- [Challenge A]
Can you sum up the Manawatu air collision report in two sentences?

One of two light aircraft which collided over Manawatu yesterday, killing both their pilots, had a close call with a rescue helicopter minutes earlier.
The two young male flyers, both mid-term students of Massey University's School of Aviation, were found dead in their cockpits after their single-engine Piper Cherokee training craft crashed into paddocks near Shannon, southwest of Palmerston North, about 10am.
The men killed were Brandon James Gedge, 20, from Tauranga, and Dae Jin Hwang, 27, from West Auckland.
Farmers who watched the tragedy unfold said the aircraft had been flying overhead for up to 15 minutes, conducting stalling manoeuvres before the wing of one of the Cherokees clipped the tail of the other.
Rodney Hudson, into whose dairy farm the planes plummeted off Ngui Rd north of Shannon, said he saw the southbound rescue helicopter climb and turn to avoid a collision with one of the aircraft several minutes before the crash.
The two training planes were flying "reasonably close together for a period of time".
The pilot of a topdressing aircraft also in the area described on television seeing the wreckage on the ground and then looking up to see debris floating to the ground like "confetti" out of a clear blue sky.
A spokesman for the Palmerston North-based Square Trust rescue helicopter confirmed to the Herald last night that it was forced to take evasive action after a northbound Cherokee turned into its path.

- [Given data]
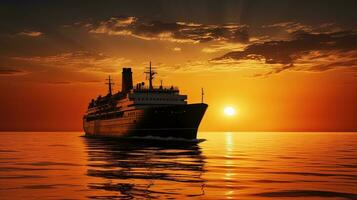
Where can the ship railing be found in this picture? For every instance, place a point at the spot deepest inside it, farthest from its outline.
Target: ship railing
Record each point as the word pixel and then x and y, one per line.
pixel 164 89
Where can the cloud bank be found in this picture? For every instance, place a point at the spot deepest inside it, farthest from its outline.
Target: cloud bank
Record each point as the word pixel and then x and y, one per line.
pixel 170 31
pixel 305 51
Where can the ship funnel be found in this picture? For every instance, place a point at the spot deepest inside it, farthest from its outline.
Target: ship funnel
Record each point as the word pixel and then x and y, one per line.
pixel 127 80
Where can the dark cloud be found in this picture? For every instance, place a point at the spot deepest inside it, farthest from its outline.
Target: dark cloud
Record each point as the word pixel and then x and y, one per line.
pixel 305 51
pixel 7 71
pixel 170 31
pixel 77 61
pixel 31 33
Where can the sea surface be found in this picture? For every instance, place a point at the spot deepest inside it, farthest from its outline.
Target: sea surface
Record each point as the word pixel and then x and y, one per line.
pixel 222 165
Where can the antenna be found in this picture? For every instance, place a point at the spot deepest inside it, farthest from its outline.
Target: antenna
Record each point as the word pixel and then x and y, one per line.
pixel 151 74
pixel 109 85
pixel 202 93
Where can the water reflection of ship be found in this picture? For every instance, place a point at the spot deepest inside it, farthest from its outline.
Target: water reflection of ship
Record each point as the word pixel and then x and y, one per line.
pixel 145 169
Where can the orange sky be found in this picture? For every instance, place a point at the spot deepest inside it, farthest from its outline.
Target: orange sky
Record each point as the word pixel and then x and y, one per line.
pixel 280 73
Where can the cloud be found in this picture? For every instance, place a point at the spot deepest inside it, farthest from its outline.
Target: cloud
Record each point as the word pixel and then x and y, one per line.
pixel 80 60
pixel 9 71
pixel 65 82
pixel 176 49
pixel 170 31
pixel 305 51
pixel 31 33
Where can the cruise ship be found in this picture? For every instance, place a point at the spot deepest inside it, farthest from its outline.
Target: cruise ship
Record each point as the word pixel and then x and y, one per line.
pixel 143 111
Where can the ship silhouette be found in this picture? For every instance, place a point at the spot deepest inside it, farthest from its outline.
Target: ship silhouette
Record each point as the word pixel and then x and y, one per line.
pixel 143 111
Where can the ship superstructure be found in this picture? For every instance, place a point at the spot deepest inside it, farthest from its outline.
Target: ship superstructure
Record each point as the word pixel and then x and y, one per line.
pixel 143 111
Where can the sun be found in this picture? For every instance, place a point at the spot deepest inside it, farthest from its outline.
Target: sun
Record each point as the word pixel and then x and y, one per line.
pixel 229 111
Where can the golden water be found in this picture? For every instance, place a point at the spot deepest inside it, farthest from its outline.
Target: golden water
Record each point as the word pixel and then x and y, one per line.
pixel 228 165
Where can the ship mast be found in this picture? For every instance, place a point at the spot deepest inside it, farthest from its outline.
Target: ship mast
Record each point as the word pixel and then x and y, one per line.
pixel 202 93
pixel 109 85
pixel 151 74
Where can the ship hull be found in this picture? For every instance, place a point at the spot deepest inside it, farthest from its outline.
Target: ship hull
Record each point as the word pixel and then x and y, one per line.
pixel 177 121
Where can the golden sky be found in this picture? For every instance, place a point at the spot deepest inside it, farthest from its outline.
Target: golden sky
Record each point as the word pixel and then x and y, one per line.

- [Challenge B]
Would you quote the records word for word, everything from the line containing "Where can the water" down to the line containing "pixel 280 73", with both of those lines included?

- [Exercise solution A]
Two single-engine Piper Cherokee training planes flown by Massey University aviation students collided over Manawatu around 10am and crashed into paddocks near Shannon, killing both pilots, Brandon James Gedge and Dae Jin Hwang. Witnesses said the planes had been doing stalling maneuvers overhead before one's wing clipped the other's tail, and the rescue helicopter's spokesman confirmed it had taken evasive action minutes earlier when a Cherokee turned into its path.

- [Exercise solution B]
Where can the water reflection of ship be found in this picture? For every instance, place a point at the spot deepest inside it, farthest from its outline.
Target: water reflection of ship
Record each point as the word pixel and then x and y, one per line.
pixel 145 169
Where can the orange sky be found in this picture? For every instance, place a point at the spot deepest inside it, farthest from its outline.
Target: orange sky
Record each point as the word pixel and then x and y, one per line.
pixel 280 73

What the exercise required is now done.